=== PAGE ===

It’s hard to turn away from the television when your favorite show is on. So what if your shows are always on? For sophomore Tori Hamachek, that’s the problem she faces everyday when she sits down at her computer to do homework.
“It’s definitely a distraction, said Hamachek, who goes on Hulu about four days a week. “When you want to procrastinate, would you rather watch a show or do homework?”
Hamachek is one of a growing number of college students who frequents Hulu.com. It’s a site becoming increasingly popular among students today, featuring recent episodes from television shows that people can watch for free, whenever and wherever they want. With more and more websites offering free on-demand shows and movies, the distraction is a growing problem.
In 2007, Nielsen released the statistics that an estimated 81 million watch television or movies online out of the 129 million people who own computers with Internet access.
A study released by Alloy Media and Marketing in 2009 found that a third of college students watched more webisodes than the previous year. In addition, the study found that 61 percent of students who watch full movies watch them on their computers.These statistics illustrate the growing trend of teenagers who flock to their laptops to consume media.
It’s bad news for students who sit down at their computers intending to do homework and end up watching shows online.
But for Hamachek and many others, online television makes it easier to watch shows she likes at her convenience.
“I only go to Hulu the day that I know my shows are posted,” Hamachek said. “I don’t go on random days just because I don’t like the shows that are offered.”
Many agree, arguing that the convenience is a positive for students with busy schedules.
“I would say the Internet in general can be a distraction in general because of everything it offers,” said junior Nick Forslund. “But I like Hulu. You don’t want to wait for a rerun (when) you can just go watch it anytime.”
Randi Huard started using Hulu in the dormitories last year when she didn’t have a TV in her room. She explained that there are definite benefits to online television.
“I mean it’s good because I don’t have to worry about watching the show that night,” she said. “I think my productiveness is good. It hasn’t declined (since I started watching shows online). I usually watch Hulu during the day between classes when I have spare time.”

=== RECORDS SUPPLIED ===

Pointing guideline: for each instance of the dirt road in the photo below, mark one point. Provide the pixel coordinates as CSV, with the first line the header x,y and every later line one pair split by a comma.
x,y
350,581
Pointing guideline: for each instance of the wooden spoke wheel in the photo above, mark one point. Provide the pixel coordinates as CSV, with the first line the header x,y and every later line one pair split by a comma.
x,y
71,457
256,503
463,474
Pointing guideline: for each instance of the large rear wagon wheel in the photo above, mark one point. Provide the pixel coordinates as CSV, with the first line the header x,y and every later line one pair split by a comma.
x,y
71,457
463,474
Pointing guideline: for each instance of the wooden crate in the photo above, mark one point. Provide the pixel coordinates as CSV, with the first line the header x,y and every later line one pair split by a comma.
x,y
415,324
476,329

===

REQUESTS:
**a)** Answer these questions about the article on college students watching television online:
(i) About how many days a week does Tori Hamachek go on Hulu?
(ii) According to the 2007 Nielsen figures, how many of the 129 million people with Internet-connected computers watch television or movies online?
(iii) Why did Randi Huard start using Hulu in the dormitories?
**b)** Continue the article on college students watching television online, starting after its final paragraph.

SOLVED PROBLEMS:
**a)**
(i) About four days a week.
(ii) An estimated 81 million.
(iii) She didn't have a TV in her room.

**b)**
An article published last year by Christen Steinkamp of Rochester Institute of Technology found that “College students prefer broadcast when viewing with a group of friends and Internet when they are busy.”
So while online television does jive better with college students’ schedules, it does not serve as a complete replacement for television. Many college students, like Huard, use it in the dormitories when they have access to Internet but not a television.
Recently, premium online packages, such as Hulu Plus and Netflix, have tried to replace television with more complete online compilations of shows and movies, increasing the distraction to college students who dole out the monthly payment.
In an attempt to reach out to teens’ demands for online media, Hulu is offering a free, month-long trials of their premium service to college students. The premium service offers current episodes of more shows along with around 800 movies, which is similar to Netflix. Like Netflix, the service costs $7.99 per month.
Forslund, who now purchases a monthly subscription from Netflix, uses Hulu much less than he used to. He finds that the paid subscriptions are helpful because they offer a wider range of shows without commercials. But for those not wishing to pay, sites like Hulu offer a free easy way to access television shows throughout the day rather than waiting until night when many college students do their homework.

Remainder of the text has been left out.